Labeled area outline records:
───

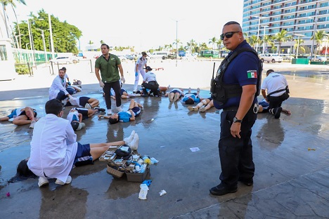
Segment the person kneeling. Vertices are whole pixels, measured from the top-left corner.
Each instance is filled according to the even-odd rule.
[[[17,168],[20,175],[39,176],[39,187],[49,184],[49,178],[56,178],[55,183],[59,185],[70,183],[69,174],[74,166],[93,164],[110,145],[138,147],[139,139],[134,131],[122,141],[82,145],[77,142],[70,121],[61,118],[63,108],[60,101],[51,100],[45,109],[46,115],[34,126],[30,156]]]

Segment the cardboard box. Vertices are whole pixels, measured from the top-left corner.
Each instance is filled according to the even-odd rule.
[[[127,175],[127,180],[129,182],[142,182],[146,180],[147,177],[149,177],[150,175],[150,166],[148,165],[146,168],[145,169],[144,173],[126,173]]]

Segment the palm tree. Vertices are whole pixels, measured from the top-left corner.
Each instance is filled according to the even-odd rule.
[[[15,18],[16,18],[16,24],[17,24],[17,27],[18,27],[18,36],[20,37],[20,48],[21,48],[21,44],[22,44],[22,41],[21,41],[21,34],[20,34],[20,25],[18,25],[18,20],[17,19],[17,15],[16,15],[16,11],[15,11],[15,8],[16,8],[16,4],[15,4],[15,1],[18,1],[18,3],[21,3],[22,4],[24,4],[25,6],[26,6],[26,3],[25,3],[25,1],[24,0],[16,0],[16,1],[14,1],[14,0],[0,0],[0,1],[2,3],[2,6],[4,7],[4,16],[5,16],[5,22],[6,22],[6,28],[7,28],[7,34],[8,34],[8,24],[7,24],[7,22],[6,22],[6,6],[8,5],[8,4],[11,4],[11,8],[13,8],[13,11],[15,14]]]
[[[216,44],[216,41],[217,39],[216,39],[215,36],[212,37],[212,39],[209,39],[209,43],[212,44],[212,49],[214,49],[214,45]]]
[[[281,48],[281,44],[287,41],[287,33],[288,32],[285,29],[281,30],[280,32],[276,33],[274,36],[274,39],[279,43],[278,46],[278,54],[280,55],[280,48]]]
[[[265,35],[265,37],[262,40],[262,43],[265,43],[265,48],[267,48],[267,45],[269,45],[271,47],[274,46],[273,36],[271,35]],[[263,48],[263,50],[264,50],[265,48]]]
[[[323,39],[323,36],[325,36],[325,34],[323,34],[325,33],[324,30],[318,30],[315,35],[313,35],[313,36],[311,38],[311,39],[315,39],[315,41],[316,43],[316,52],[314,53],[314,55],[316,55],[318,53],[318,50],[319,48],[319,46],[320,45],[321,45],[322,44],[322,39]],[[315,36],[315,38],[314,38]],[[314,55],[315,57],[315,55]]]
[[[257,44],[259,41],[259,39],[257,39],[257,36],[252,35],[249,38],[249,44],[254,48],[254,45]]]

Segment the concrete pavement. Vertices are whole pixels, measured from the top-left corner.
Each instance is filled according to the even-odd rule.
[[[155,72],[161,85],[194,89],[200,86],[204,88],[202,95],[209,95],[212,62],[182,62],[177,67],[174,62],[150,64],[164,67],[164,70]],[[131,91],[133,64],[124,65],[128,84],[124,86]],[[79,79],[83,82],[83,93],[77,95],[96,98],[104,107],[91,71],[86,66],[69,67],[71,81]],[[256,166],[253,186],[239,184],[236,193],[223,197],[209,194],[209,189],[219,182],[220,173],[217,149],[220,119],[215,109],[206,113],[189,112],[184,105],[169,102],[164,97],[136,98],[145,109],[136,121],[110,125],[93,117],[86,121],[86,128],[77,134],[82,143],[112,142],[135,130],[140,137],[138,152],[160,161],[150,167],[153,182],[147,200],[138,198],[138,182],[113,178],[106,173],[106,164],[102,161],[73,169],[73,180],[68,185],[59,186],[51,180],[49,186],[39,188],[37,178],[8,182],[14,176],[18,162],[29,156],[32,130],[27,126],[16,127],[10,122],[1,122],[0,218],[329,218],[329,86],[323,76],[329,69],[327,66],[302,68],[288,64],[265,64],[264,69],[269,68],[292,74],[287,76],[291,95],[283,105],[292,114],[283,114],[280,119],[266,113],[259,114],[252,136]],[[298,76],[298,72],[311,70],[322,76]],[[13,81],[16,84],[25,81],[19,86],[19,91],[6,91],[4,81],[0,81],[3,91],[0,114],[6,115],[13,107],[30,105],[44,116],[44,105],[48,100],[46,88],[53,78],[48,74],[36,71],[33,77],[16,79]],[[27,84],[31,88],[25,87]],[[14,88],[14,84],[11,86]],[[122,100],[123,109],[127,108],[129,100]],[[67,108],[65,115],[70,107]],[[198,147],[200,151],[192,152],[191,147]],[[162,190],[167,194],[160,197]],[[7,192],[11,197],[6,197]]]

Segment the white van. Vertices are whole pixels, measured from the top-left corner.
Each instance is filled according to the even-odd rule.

───

GIVEN PROBLEM:
Rewrite all of the records above, swapping "top-left corner" for "upper-left corner" wherever it occurs and leaving everything else unchanged. Leave the pictures out of your answer.

WRITTEN REPLY:
Segment the person kneeling. Vertices are whole pixels, measured from the upper-left corner.
Each instance is filled according to the even-odd rule.
[[[17,168],[20,175],[39,176],[39,187],[49,184],[49,178],[56,178],[55,183],[59,185],[70,183],[69,174],[74,166],[93,164],[110,145],[138,147],[139,139],[134,131],[122,141],[82,145],[77,142],[70,121],[61,118],[63,108],[60,101],[51,100],[45,109],[46,115],[34,126],[30,156]]]

Segment the cardboard box. Vertices are whole pixels, measured from the upper-left corner.
Each instance is filled according to the even-odd rule.
[[[127,175],[127,180],[129,182],[142,182],[146,180],[147,177],[149,177],[150,175],[150,166],[148,165],[146,168],[145,169],[144,173],[126,173]]]

Segment the palm tree. Vertices are whole pixels, measured from the upper-left corner.
Each instance is filled according to the even-odd rule.
[[[15,18],[16,18],[16,24],[17,24],[17,27],[18,27],[18,36],[20,37],[20,48],[21,48],[21,44],[22,44],[22,41],[21,41],[21,34],[20,34],[20,25],[18,25],[18,20],[17,19],[17,15],[16,15],[16,11],[15,11],[15,8],[16,8],[16,4],[15,4],[15,1],[18,1],[18,3],[21,3],[22,4],[24,4],[25,6],[26,6],[26,3],[25,3],[25,1],[24,0],[16,0],[16,1],[14,1],[14,0],[0,0],[0,1],[2,3],[2,6],[4,7],[4,16],[5,16],[5,22],[6,22],[6,28],[7,28],[7,34],[8,34],[8,24],[7,24],[7,22],[6,22],[6,6],[8,5],[8,4],[11,4],[11,8],[13,8],[13,11],[15,14]]]
[[[216,44],[216,41],[217,39],[216,39],[215,36],[212,37],[212,39],[209,39],[209,43],[212,44],[212,49],[214,49],[214,45]]]
[[[281,48],[281,44],[287,41],[287,33],[288,32],[285,29],[281,30],[280,32],[276,33],[274,36],[274,39],[279,43],[278,46],[278,54],[280,55],[280,48]]]
[[[265,35],[265,37],[262,40],[262,43],[265,43],[265,48],[267,48],[267,45],[269,45],[271,47],[274,46],[273,36],[271,35]],[[263,48],[263,50],[264,50],[265,48]]]
[[[323,39],[323,36],[325,36],[325,34],[323,34],[325,33],[324,30],[318,30],[315,35],[313,35],[313,36],[311,38],[311,39],[315,39],[315,41],[316,43],[316,52],[314,53],[314,55],[316,55],[318,53],[318,50],[319,48],[319,46],[320,45],[321,45],[322,44],[322,39]],[[315,36],[315,38],[314,38]],[[314,55],[315,57],[315,55]]]
[[[257,44],[259,41],[259,39],[257,39],[257,36],[252,35],[249,38],[249,44],[254,48],[254,45]]]

Segment the concrete pavement. Vertices are whole pixels, measured from the upper-left corner.
Each instance is filled according to the even-odd rule.
[[[155,72],[161,85],[194,89],[200,86],[204,88],[202,95],[209,95],[212,62],[182,62],[177,67],[174,62],[150,64],[164,67],[164,70]],[[131,91],[133,64],[124,65],[128,84],[124,86]],[[79,79],[83,82],[83,93],[77,95],[96,98],[104,107],[91,71],[86,66],[69,67],[71,81]],[[256,166],[253,186],[239,184],[236,193],[223,197],[209,194],[209,189],[219,182],[220,173],[217,149],[220,119],[215,109],[206,113],[189,112],[184,105],[169,102],[164,97],[136,98],[145,109],[136,121],[110,125],[93,117],[86,121],[86,128],[77,134],[82,143],[112,142],[135,130],[140,137],[138,152],[160,161],[150,167],[153,182],[147,200],[138,198],[138,182],[113,178],[106,173],[106,164],[102,161],[73,169],[73,180],[68,185],[59,186],[51,180],[49,186],[39,188],[37,178],[8,182],[14,176],[18,162],[29,156],[32,130],[27,126],[16,127],[10,122],[1,122],[0,218],[329,218],[329,86],[323,76],[329,69],[327,66],[302,68],[288,64],[265,64],[264,69],[269,68],[292,74],[287,76],[291,95],[283,105],[292,114],[283,114],[280,119],[266,113],[259,114],[252,136]],[[298,76],[298,72],[311,70],[322,76]],[[13,81],[16,84],[25,81],[19,86],[19,91],[6,91],[4,81],[0,81],[3,91],[0,114],[6,115],[13,107],[30,105],[44,116],[44,105],[48,100],[46,88],[53,78],[48,74],[36,71],[33,77],[16,79]],[[27,84],[31,88],[25,87]],[[14,88],[14,84],[11,86]],[[122,100],[123,109],[127,108],[129,100]],[[67,108],[65,115],[70,107]],[[198,147],[200,151],[192,152],[191,147]],[[162,190],[167,194],[160,197]],[[7,192],[11,197],[6,197]]]

Segment the white van. Vertices are whole pixels, measured from the upper-left corner.
Each instance is filled according to the even-odd rule.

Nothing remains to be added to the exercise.